> **Given task**
Convert the rows, starting with the line containing "the boat railing" and going on through the end of the rows, into a two-column CSV with the headers instruction and points. Give one CSV line per row, with each field quoted and any line breaks replaced by spaces.

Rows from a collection
----

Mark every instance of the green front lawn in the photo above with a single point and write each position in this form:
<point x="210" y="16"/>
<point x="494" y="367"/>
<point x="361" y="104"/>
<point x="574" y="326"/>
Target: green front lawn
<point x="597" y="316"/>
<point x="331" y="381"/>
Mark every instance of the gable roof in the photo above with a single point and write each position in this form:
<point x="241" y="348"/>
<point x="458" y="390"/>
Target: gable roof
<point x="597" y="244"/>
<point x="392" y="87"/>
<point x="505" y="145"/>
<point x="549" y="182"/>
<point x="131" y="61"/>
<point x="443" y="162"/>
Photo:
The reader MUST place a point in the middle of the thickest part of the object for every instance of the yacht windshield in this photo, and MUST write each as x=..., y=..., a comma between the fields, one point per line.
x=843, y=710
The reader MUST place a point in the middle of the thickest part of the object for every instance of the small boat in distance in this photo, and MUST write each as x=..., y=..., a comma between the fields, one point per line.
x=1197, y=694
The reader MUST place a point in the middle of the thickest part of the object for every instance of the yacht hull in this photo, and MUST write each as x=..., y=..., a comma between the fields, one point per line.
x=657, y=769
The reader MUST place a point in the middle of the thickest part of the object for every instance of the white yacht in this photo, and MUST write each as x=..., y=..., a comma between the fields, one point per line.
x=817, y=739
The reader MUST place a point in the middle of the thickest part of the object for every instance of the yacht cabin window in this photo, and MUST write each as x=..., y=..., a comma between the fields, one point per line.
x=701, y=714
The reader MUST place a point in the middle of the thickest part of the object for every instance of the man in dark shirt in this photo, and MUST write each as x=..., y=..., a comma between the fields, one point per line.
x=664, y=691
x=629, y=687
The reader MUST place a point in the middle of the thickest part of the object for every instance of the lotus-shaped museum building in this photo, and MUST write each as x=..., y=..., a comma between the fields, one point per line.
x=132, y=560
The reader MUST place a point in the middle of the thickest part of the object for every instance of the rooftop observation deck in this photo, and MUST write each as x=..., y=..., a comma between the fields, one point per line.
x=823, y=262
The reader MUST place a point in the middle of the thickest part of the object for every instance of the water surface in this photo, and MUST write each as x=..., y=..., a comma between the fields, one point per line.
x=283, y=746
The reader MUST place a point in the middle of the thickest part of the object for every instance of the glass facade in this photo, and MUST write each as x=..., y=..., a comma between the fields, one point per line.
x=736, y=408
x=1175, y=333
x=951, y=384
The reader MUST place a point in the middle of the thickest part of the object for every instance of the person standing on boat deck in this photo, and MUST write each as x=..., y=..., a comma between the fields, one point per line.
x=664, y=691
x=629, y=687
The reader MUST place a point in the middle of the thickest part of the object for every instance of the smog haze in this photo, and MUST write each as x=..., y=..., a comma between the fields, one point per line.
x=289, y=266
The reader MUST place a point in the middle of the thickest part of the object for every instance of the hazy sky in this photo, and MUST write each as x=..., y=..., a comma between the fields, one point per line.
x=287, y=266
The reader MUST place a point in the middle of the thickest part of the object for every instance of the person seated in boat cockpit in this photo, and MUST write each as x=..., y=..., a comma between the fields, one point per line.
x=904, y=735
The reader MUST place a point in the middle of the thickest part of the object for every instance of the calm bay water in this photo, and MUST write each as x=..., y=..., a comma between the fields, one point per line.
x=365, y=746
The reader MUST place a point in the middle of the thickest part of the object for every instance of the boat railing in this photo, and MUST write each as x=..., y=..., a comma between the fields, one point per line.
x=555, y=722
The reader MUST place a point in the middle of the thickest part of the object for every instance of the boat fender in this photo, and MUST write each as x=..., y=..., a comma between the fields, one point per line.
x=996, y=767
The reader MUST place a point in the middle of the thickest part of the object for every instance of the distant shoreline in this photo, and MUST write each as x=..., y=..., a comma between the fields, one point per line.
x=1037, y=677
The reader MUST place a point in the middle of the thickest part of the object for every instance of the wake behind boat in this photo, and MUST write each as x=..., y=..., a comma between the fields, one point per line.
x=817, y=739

----

> **Correct result**
instruction,points
"The reader MUST place a point in the middle of the thickest part of the object for every instance of the boat railing in this photo, and MUST write each as x=..., y=..., a comma between the fields, one point per line.","x=555, y=722"
"The reader MUST place a point in the middle of the thickest part of the object for every instance of the boat fender in this photo, and MUST write each as x=..., y=..., a comma between the fields, one point per line.","x=996, y=767"
"The reader MUST place a point in the middle of the thickest part of the object for every instance of the distant shoreline in this photo, and MUST write each as x=..., y=..., a comma between the fields, one point per line.","x=1037, y=677"
"The reader MUST place a point in the middle of the thickest part of the object for every instance of the wake behind boat in this photo, and MUST write each as x=..., y=..., a comma between the fields, one point per line.","x=817, y=739"